**Exercise description:**
Reproduce verbatim the lines of the entries below, starting at the line that contains "# test: point on every instance of the bulletin" and ending at the final line of the entries, with both ends included.

[start]

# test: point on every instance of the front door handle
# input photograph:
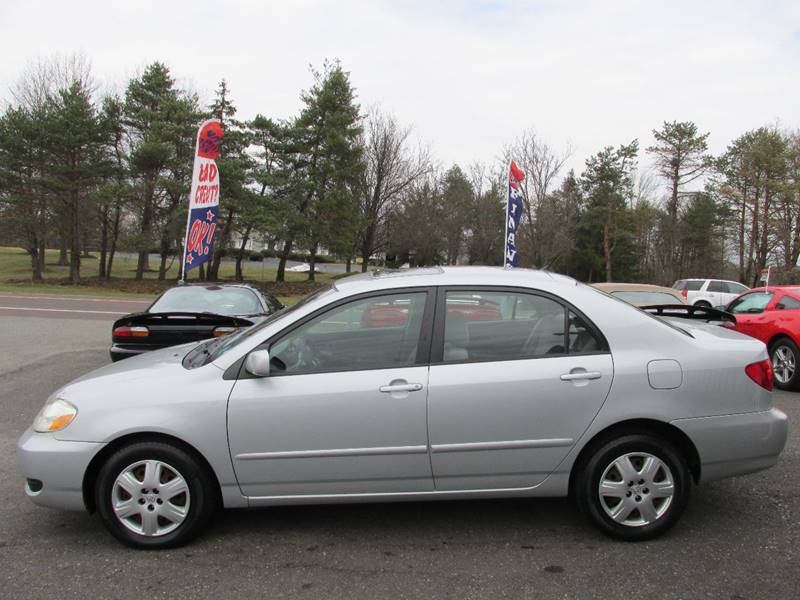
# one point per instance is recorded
(400, 387)
(581, 375)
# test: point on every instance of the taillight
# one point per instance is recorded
(220, 331)
(761, 373)
(125, 331)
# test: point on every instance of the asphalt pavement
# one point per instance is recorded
(739, 538)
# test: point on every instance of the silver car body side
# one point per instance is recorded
(456, 436)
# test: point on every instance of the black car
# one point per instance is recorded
(189, 313)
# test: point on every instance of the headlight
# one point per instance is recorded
(54, 416)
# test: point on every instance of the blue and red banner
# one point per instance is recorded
(201, 224)
(513, 214)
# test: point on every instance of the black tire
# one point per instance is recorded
(588, 482)
(202, 497)
(785, 345)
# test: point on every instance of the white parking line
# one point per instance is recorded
(13, 296)
(94, 312)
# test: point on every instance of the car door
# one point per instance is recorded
(343, 410)
(510, 392)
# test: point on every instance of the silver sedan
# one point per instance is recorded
(414, 385)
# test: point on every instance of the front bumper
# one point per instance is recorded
(58, 465)
(738, 444)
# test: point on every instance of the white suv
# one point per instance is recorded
(709, 292)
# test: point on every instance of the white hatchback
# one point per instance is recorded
(709, 292)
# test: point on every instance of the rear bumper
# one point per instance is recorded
(120, 351)
(731, 445)
(54, 469)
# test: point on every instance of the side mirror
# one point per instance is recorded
(257, 363)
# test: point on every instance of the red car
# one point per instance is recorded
(772, 315)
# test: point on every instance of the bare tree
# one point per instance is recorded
(41, 79)
(392, 166)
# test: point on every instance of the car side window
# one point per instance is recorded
(496, 326)
(718, 286)
(379, 332)
(790, 303)
(582, 338)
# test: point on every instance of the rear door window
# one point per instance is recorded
(790, 303)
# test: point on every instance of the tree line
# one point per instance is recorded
(88, 172)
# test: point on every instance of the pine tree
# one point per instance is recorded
(329, 126)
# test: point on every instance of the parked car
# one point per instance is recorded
(709, 292)
(189, 313)
(395, 313)
(641, 294)
(772, 315)
(569, 392)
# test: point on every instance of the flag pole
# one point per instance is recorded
(508, 201)
(189, 209)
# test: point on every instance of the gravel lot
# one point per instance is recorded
(739, 538)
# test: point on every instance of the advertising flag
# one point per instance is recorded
(198, 244)
(513, 214)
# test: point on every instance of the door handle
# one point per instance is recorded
(400, 387)
(581, 375)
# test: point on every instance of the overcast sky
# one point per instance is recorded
(467, 75)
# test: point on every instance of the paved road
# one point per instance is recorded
(739, 538)
(68, 307)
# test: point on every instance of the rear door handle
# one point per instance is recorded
(400, 387)
(581, 375)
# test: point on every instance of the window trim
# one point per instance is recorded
(237, 371)
(437, 349)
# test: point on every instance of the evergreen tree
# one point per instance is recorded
(607, 184)
(153, 112)
(329, 129)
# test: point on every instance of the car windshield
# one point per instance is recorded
(221, 300)
(211, 350)
(750, 303)
(645, 298)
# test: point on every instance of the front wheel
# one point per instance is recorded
(784, 355)
(154, 495)
(635, 487)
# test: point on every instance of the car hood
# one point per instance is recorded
(149, 392)
(141, 371)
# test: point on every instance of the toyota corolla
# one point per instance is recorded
(564, 391)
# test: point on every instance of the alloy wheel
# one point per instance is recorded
(150, 498)
(636, 489)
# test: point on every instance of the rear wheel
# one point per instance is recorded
(154, 495)
(635, 487)
(784, 355)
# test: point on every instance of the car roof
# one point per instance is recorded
(782, 288)
(443, 276)
(709, 279)
(633, 287)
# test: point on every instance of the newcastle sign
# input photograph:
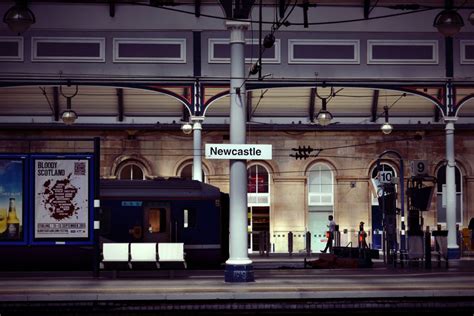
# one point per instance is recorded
(239, 151)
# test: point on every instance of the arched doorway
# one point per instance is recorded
(320, 203)
(131, 170)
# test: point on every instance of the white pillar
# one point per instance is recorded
(197, 156)
(453, 247)
(238, 266)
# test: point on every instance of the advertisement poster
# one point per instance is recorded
(61, 198)
(11, 200)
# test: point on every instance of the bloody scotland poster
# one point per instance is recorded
(11, 199)
(61, 199)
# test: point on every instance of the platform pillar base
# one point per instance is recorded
(238, 273)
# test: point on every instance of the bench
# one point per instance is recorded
(126, 256)
(143, 255)
(115, 256)
(171, 254)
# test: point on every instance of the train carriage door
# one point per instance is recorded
(377, 216)
(156, 222)
(320, 203)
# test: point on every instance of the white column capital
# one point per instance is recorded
(238, 29)
(450, 120)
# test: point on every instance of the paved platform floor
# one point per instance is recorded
(281, 287)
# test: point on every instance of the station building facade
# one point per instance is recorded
(288, 195)
(178, 70)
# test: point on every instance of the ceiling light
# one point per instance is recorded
(19, 18)
(448, 22)
(269, 40)
(69, 117)
(386, 128)
(187, 128)
(324, 117)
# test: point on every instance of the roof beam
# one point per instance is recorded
(185, 116)
(437, 113)
(241, 10)
(197, 8)
(375, 105)
(312, 104)
(56, 103)
(120, 105)
(249, 106)
(366, 9)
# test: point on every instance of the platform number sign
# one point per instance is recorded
(419, 167)
(385, 176)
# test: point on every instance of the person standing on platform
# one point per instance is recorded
(362, 236)
(330, 234)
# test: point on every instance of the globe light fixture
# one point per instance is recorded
(386, 128)
(448, 22)
(187, 128)
(69, 117)
(19, 18)
(324, 117)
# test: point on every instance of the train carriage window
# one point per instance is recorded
(189, 216)
(157, 220)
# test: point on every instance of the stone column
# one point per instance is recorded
(238, 266)
(453, 248)
(197, 156)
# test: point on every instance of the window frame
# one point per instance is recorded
(320, 195)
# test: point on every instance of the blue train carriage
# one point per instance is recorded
(168, 210)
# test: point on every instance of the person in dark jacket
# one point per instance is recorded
(330, 234)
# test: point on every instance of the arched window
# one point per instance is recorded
(441, 197)
(320, 185)
(258, 199)
(257, 185)
(131, 170)
(186, 172)
(320, 203)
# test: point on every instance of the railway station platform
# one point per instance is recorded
(282, 286)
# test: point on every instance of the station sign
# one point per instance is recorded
(239, 151)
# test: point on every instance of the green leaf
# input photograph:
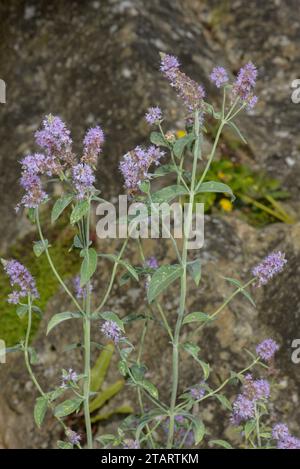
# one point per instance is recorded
(161, 279)
(237, 130)
(99, 370)
(222, 443)
(60, 317)
(39, 247)
(194, 268)
(40, 409)
(60, 206)
(224, 401)
(158, 139)
(110, 316)
(64, 445)
(80, 209)
(67, 407)
(88, 266)
(106, 394)
(199, 430)
(213, 186)
(167, 194)
(181, 143)
(164, 169)
(196, 317)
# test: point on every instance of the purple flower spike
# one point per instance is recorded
(19, 276)
(153, 115)
(188, 90)
(266, 349)
(152, 262)
(280, 431)
(219, 76)
(290, 442)
(92, 145)
(83, 179)
(112, 331)
(272, 265)
(73, 437)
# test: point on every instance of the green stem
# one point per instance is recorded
(112, 278)
(52, 265)
(29, 369)
(183, 289)
(87, 349)
(226, 302)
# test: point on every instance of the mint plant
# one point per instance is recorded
(177, 422)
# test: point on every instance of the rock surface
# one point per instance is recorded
(98, 61)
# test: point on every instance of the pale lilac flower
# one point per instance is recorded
(256, 389)
(243, 409)
(152, 262)
(80, 292)
(197, 392)
(73, 437)
(269, 267)
(280, 431)
(83, 179)
(219, 76)
(136, 163)
(153, 115)
(19, 277)
(131, 444)
(92, 145)
(69, 377)
(266, 349)
(289, 442)
(245, 83)
(188, 90)
(54, 136)
(112, 331)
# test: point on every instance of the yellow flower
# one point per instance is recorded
(226, 205)
(180, 133)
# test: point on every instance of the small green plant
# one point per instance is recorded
(258, 195)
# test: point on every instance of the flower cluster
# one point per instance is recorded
(92, 145)
(58, 158)
(197, 392)
(269, 267)
(83, 179)
(73, 437)
(112, 331)
(19, 277)
(68, 378)
(188, 90)
(152, 263)
(244, 405)
(136, 163)
(219, 76)
(281, 434)
(244, 85)
(153, 115)
(266, 349)
(54, 137)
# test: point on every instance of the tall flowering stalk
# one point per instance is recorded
(176, 423)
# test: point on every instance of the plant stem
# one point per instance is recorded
(175, 358)
(87, 348)
(52, 265)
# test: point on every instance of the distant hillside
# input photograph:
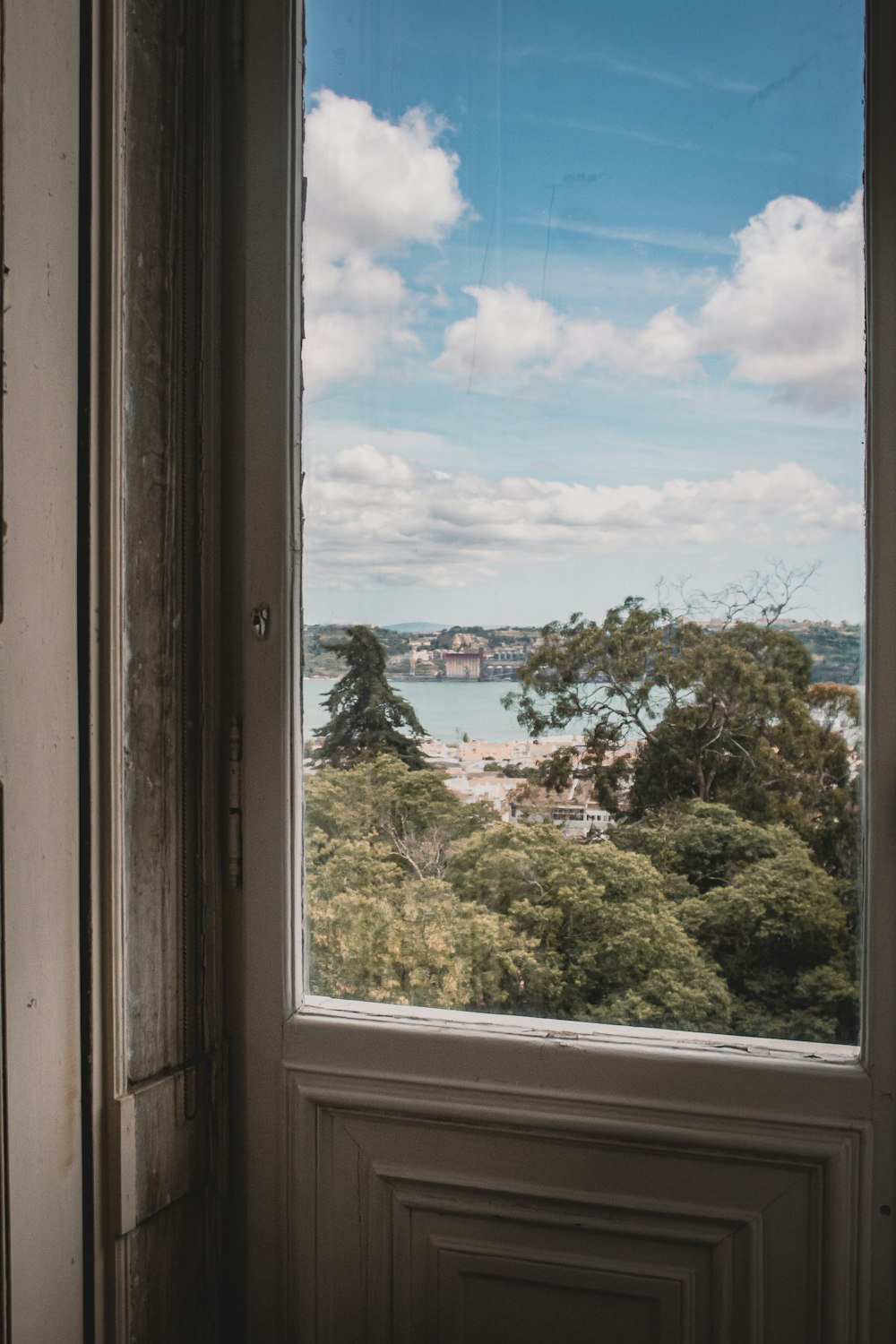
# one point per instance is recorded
(836, 650)
(411, 628)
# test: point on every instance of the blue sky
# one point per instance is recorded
(583, 303)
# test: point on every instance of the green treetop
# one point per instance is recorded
(366, 714)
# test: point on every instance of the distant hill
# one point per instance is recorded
(413, 628)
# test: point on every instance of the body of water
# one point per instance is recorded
(446, 709)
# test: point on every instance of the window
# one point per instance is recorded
(582, 312)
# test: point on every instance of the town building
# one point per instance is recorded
(462, 664)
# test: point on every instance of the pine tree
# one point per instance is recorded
(366, 712)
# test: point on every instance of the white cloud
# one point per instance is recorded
(375, 516)
(793, 312)
(375, 188)
(790, 317)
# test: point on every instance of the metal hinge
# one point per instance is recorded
(236, 806)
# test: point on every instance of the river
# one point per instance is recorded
(446, 709)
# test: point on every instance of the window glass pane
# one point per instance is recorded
(583, 589)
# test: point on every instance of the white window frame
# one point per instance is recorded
(441, 1058)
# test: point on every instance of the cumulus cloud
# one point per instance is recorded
(395, 521)
(375, 188)
(793, 312)
(790, 317)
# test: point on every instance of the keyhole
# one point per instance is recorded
(261, 618)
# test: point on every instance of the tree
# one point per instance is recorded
(610, 946)
(366, 712)
(675, 711)
(763, 911)
(383, 925)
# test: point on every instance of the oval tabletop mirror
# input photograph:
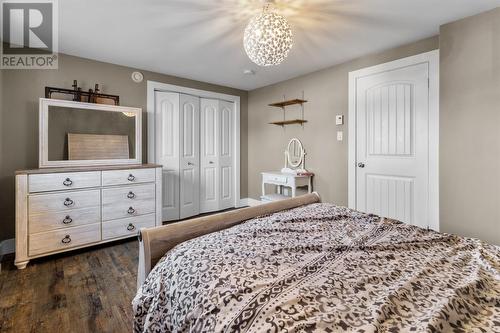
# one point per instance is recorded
(295, 153)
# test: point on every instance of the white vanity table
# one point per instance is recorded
(292, 176)
(281, 180)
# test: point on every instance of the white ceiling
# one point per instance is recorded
(202, 40)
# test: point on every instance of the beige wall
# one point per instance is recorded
(470, 127)
(19, 114)
(327, 95)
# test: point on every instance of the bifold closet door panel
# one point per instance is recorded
(167, 150)
(226, 155)
(209, 155)
(189, 171)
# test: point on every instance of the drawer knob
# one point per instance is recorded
(67, 220)
(68, 202)
(66, 239)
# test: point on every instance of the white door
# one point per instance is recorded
(226, 155)
(392, 143)
(189, 171)
(209, 155)
(167, 150)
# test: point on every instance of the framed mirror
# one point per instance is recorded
(87, 134)
(295, 155)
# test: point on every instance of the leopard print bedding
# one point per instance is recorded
(323, 268)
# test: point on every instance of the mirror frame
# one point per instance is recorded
(43, 145)
(302, 153)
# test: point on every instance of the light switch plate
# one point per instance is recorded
(340, 136)
(339, 119)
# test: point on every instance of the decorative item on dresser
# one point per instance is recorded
(59, 209)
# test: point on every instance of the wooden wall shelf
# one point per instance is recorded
(289, 122)
(289, 102)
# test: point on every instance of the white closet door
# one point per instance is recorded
(209, 151)
(226, 155)
(167, 151)
(189, 155)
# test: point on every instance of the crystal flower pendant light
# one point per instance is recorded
(268, 38)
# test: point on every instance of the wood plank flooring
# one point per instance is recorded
(87, 290)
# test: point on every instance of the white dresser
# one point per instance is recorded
(281, 180)
(59, 209)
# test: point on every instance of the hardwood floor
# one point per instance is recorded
(87, 290)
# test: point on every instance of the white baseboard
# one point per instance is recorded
(7, 246)
(249, 202)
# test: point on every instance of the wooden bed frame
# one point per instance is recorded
(155, 242)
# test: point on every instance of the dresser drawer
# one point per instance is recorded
(276, 179)
(66, 201)
(129, 226)
(131, 176)
(63, 181)
(58, 220)
(60, 240)
(128, 201)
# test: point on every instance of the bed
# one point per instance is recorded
(306, 266)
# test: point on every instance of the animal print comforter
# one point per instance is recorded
(323, 268)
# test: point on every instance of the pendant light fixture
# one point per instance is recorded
(268, 37)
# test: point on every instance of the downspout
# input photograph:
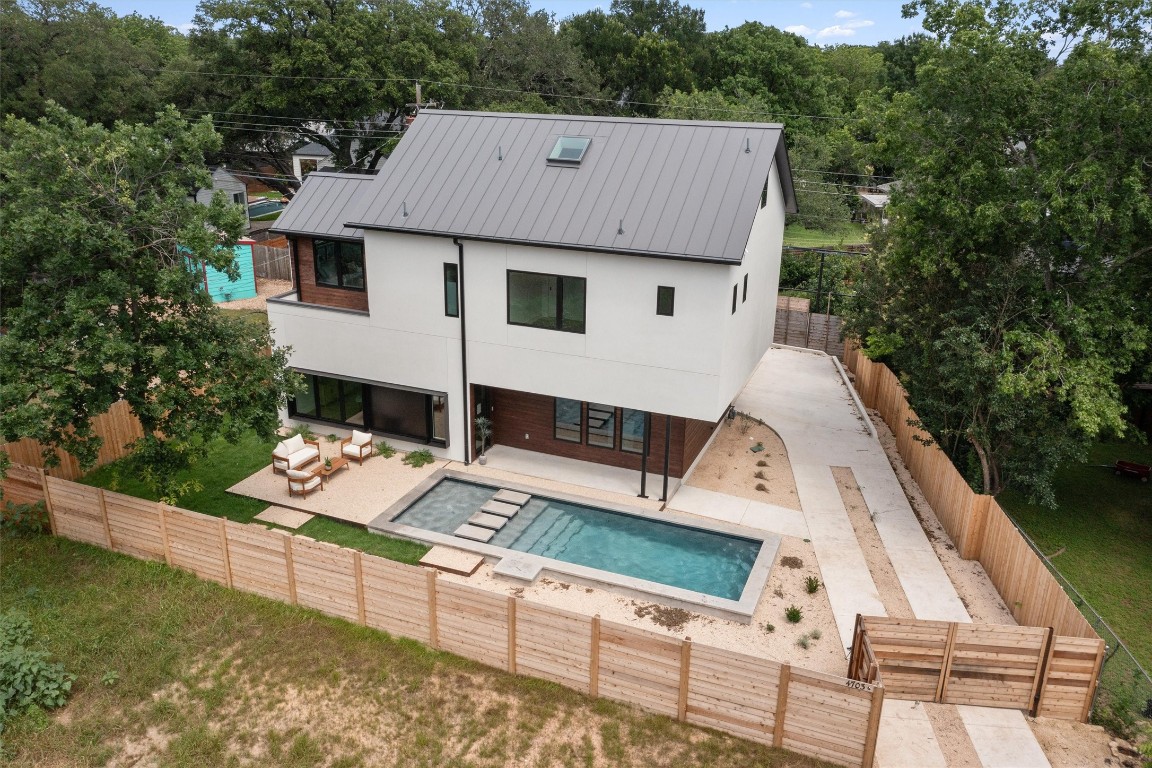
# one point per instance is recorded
(463, 357)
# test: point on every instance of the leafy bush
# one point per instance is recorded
(27, 678)
(418, 457)
(24, 519)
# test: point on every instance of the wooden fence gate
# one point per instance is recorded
(1027, 668)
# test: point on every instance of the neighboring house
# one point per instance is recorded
(233, 189)
(577, 280)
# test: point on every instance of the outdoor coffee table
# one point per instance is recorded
(325, 472)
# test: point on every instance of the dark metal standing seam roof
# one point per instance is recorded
(681, 189)
(323, 205)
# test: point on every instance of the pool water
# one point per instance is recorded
(691, 559)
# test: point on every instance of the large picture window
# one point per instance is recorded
(402, 412)
(542, 301)
(339, 264)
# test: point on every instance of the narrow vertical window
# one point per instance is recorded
(451, 290)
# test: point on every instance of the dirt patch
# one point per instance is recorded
(671, 618)
(730, 466)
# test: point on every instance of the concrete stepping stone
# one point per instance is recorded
(485, 521)
(475, 532)
(500, 508)
(452, 561)
(512, 497)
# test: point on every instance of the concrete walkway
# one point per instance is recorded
(804, 397)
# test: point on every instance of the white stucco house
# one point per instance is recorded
(600, 288)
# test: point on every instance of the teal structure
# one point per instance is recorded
(220, 288)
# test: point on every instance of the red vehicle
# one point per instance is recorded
(1131, 469)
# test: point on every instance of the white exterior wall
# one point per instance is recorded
(691, 364)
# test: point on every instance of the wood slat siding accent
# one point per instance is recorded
(984, 664)
(976, 523)
(23, 485)
(516, 413)
(118, 427)
(311, 294)
(707, 686)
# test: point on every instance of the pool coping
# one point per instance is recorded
(528, 567)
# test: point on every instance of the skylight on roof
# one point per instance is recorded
(569, 149)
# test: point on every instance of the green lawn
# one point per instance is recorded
(186, 674)
(1103, 530)
(229, 463)
(844, 233)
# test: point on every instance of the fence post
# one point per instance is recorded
(224, 548)
(873, 727)
(946, 663)
(593, 667)
(686, 662)
(292, 569)
(47, 500)
(360, 587)
(163, 509)
(433, 632)
(512, 635)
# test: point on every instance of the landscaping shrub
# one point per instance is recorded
(27, 677)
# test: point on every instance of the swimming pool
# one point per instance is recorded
(665, 554)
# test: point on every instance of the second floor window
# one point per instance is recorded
(551, 302)
(339, 264)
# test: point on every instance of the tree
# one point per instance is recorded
(100, 304)
(339, 73)
(1012, 290)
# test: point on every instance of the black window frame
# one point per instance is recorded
(340, 264)
(451, 295)
(560, 301)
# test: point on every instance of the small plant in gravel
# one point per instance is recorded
(417, 458)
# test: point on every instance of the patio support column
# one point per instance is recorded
(667, 451)
(644, 453)
(465, 394)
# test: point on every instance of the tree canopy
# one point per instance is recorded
(99, 299)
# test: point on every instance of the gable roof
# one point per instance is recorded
(323, 205)
(683, 189)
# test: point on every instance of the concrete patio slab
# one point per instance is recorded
(452, 561)
(1002, 738)
(906, 738)
(283, 517)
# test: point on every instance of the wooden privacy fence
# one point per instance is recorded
(982, 664)
(796, 326)
(811, 713)
(975, 522)
(119, 427)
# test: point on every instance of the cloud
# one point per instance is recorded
(835, 31)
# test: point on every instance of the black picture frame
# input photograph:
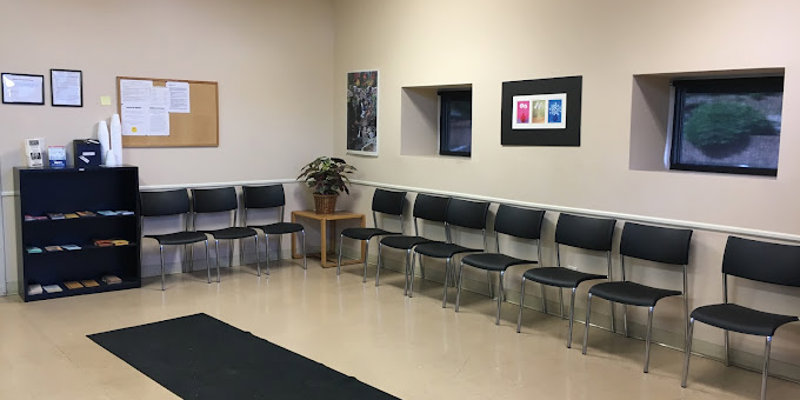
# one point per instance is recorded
(570, 135)
(60, 102)
(7, 77)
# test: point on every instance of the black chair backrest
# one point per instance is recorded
(170, 202)
(655, 243)
(467, 214)
(519, 222)
(214, 200)
(431, 208)
(263, 196)
(762, 261)
(584, 232)
(388, 202)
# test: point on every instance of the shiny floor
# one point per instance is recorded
(411, 348)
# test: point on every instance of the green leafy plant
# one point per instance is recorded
(327, 175)
(719, 124)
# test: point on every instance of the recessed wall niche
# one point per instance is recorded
(419, 119)
(651, 106)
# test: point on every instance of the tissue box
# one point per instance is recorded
(87, 153)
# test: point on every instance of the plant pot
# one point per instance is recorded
(325, 203)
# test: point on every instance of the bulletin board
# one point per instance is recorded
(198, 128)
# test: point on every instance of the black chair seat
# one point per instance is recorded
(442, 250)
(559, 276)
(234, 232)
(734, 317)
(403, 242)
(631, 293)
(365, 233)
(280, 228)
(179, 238)
(493, 261)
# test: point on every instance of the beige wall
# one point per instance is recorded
(483, 43)
(272, 60)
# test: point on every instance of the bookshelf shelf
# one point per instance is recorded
(44, 191)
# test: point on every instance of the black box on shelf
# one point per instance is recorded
(86, 153)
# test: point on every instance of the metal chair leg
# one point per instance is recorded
(571, 316)
(687, 352)
(446, 275)
(216, 251)
(586, 328)
(161, 252)
(339, 259)
(648, 339)
(499, 297)
(366, 257)
(378, 272)
(258, 259)
(458, 285)
(521, 304)
(765, 374)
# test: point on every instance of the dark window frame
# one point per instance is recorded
(445, 98)
(756, 84)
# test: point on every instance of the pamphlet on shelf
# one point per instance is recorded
(111, 279)
(90, 283)
(73, 285)
(52, 288)
(34, 288)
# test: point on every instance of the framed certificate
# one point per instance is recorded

[end]

**Solution for this task:**
# test: point on every instance of the bulletin board
# one point per instance is recorded
(198, 128)
# test: point on every instance of the black chair seat
# one point per instance is recorded
(442, 250)
(559, 276)
(234, 232)
(734, 317)
(403, 242)
(631, 293)
(365, 233)
(280, 228)
(179, 238)
(493, 261)
# test: point on every instance of the beige wall
# one point per instance is recorded
(483, 43)
(272, 60)
# test: point on every instance of the bookshelf shelf
# one point per instance is recorded
(44, 191)
# test: point on every instance of the black box on shelf
# one point per instance is recorded
(86, 153)
# test: point on every instance of the metal chair leg
# one point per instance is recorded
(571, 316)
(687, 352)
(446, 275)
(216, 251)
(586, 328)
(161, 252)
(339, 259)
(648, 339)
(499, 297)
(366, 257)
(378, 272)
(258, 259)
(458, 285)
(521, 304)
(765, 374)
# test: point on every instance of the dark window frame
# one point per instance is recorded
(445, 98)
(756, 84)
# test: point on every instance of the pamphlet on shelf
# one point per instance is recorded
(111, 279)
(90, 283)
(73, 285)
(52, 288)
(34, 288)
# test: point on every instance of the framed certificate
# one point per instance is recorded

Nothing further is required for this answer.